# [What to produce]
Pick each line containing "ridge" out of the records.

# [Available data]
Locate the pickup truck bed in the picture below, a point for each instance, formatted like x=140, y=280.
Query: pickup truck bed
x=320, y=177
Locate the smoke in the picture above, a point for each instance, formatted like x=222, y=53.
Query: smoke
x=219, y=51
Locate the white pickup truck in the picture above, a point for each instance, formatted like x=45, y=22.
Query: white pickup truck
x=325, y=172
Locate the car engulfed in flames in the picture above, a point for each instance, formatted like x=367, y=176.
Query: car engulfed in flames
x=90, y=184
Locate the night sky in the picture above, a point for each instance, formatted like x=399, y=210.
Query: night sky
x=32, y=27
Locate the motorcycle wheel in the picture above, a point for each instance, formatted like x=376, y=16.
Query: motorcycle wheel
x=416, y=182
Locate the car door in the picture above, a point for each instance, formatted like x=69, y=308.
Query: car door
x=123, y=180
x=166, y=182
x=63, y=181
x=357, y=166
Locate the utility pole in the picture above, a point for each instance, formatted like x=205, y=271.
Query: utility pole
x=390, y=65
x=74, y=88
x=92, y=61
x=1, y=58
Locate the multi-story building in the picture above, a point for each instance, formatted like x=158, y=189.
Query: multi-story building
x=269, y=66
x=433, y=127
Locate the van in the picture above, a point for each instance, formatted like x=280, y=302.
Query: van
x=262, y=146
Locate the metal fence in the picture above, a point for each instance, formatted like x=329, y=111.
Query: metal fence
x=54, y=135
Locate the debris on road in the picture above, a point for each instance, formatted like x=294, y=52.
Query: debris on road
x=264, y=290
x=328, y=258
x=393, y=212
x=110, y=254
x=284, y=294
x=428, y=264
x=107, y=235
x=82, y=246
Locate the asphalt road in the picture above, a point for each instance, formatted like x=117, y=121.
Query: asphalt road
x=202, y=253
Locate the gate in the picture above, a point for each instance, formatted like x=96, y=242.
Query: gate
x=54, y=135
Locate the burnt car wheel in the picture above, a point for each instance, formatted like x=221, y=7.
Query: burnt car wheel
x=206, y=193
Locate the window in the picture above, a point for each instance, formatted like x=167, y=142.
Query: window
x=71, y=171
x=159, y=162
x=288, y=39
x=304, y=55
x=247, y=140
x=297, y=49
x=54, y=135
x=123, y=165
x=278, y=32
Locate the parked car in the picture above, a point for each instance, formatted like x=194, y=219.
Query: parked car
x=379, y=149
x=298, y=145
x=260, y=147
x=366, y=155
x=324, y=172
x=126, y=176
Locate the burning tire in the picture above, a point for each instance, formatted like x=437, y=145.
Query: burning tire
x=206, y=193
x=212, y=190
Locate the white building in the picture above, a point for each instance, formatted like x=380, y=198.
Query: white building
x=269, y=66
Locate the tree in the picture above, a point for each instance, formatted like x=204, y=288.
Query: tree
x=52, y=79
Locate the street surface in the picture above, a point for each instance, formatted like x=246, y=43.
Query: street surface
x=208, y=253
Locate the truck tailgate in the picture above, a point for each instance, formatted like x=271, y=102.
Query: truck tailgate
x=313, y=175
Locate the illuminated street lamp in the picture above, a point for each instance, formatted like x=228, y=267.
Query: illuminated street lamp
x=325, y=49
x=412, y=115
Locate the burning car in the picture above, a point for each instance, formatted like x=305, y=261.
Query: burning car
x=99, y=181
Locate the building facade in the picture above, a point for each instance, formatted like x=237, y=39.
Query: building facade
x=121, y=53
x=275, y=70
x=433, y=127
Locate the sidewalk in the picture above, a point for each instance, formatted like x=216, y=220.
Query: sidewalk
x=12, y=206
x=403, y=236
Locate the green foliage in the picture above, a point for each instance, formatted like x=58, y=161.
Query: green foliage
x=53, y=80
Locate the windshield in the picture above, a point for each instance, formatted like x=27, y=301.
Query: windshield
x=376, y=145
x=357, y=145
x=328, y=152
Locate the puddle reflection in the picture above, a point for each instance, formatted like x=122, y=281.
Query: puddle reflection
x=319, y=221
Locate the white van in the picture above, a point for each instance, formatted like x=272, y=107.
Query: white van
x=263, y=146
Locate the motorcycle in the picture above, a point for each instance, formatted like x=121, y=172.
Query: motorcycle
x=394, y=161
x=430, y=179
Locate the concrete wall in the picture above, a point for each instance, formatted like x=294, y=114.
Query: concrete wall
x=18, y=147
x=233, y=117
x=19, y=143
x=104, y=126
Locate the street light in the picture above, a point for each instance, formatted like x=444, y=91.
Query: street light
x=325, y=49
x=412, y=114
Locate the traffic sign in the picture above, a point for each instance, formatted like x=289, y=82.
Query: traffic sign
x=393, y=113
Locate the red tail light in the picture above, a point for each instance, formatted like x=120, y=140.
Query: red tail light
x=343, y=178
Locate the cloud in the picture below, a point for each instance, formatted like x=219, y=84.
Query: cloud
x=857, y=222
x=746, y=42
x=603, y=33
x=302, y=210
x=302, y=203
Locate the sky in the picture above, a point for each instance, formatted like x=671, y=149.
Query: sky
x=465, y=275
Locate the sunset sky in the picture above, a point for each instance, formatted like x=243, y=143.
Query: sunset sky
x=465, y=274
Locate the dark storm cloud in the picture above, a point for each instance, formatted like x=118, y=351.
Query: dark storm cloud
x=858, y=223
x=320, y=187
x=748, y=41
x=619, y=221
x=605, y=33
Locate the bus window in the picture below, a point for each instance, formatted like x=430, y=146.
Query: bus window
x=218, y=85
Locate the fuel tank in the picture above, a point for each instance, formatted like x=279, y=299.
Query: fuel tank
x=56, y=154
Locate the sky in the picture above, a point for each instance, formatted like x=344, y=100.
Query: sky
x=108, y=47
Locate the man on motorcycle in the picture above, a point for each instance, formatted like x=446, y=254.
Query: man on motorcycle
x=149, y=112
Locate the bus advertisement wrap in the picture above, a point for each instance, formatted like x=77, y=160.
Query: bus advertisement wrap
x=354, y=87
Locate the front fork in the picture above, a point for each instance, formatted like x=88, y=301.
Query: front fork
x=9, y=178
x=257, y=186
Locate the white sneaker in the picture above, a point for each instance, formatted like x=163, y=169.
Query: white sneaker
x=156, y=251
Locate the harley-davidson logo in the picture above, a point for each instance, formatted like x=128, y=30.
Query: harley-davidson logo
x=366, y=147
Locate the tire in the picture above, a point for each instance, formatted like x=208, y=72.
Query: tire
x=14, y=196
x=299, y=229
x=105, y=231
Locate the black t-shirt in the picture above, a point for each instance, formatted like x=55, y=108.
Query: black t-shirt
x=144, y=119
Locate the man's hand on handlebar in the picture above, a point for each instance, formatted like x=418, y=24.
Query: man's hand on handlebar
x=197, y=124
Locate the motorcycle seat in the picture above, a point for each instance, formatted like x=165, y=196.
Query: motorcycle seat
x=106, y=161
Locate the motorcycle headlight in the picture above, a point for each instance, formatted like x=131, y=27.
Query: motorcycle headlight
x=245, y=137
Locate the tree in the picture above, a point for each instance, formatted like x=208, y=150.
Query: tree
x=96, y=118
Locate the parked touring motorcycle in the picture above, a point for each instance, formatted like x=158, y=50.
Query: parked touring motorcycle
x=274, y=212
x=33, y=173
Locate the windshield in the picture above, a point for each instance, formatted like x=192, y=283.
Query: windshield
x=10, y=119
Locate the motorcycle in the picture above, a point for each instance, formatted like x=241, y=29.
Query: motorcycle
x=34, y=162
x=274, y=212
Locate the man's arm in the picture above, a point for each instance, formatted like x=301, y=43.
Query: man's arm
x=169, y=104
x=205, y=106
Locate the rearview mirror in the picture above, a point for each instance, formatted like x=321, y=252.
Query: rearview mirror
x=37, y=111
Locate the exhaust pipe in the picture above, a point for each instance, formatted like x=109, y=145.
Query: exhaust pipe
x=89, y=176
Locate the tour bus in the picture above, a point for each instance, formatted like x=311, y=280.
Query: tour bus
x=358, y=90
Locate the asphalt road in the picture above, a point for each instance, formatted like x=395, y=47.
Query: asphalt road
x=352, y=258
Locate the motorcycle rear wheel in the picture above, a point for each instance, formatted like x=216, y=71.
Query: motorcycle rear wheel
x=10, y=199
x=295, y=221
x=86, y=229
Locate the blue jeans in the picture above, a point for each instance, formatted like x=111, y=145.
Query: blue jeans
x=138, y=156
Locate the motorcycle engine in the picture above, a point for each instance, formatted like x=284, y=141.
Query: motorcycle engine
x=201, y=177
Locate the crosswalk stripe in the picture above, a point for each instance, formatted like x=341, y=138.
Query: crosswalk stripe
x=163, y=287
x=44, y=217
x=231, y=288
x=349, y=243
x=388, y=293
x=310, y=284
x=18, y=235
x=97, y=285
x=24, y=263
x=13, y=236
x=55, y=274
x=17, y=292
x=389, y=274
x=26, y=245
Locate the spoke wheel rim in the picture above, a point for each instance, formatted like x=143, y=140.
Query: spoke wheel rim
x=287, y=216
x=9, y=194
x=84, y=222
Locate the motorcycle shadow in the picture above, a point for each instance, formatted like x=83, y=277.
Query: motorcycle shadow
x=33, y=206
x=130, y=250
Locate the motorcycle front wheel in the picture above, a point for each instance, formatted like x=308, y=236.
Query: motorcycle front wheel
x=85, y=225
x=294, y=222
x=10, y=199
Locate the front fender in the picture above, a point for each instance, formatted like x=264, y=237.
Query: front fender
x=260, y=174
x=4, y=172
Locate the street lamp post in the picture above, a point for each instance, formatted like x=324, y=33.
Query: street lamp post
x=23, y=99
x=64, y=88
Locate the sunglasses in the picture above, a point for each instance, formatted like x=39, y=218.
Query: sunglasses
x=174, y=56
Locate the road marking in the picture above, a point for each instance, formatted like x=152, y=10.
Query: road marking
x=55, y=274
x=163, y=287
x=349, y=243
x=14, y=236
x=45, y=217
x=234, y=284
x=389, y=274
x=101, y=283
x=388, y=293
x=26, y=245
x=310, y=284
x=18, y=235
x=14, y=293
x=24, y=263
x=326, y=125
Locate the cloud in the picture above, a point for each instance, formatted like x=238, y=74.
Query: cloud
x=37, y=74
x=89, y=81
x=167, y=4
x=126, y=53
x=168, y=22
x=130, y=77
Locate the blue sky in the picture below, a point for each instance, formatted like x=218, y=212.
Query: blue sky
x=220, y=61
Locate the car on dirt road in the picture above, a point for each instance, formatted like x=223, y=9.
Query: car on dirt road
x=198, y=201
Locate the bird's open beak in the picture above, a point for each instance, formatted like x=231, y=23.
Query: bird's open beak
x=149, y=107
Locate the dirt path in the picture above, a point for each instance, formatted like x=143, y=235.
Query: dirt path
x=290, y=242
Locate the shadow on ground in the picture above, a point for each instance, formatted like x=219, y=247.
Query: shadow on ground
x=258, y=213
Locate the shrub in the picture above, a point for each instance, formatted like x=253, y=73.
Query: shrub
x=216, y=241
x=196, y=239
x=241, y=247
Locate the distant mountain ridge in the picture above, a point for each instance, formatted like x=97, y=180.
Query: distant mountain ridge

# [Answer box]
Locate the distant mountain ridge in the picture above, a point for each instance, formatted like x=97, y=180.
Query: distant mountain ridge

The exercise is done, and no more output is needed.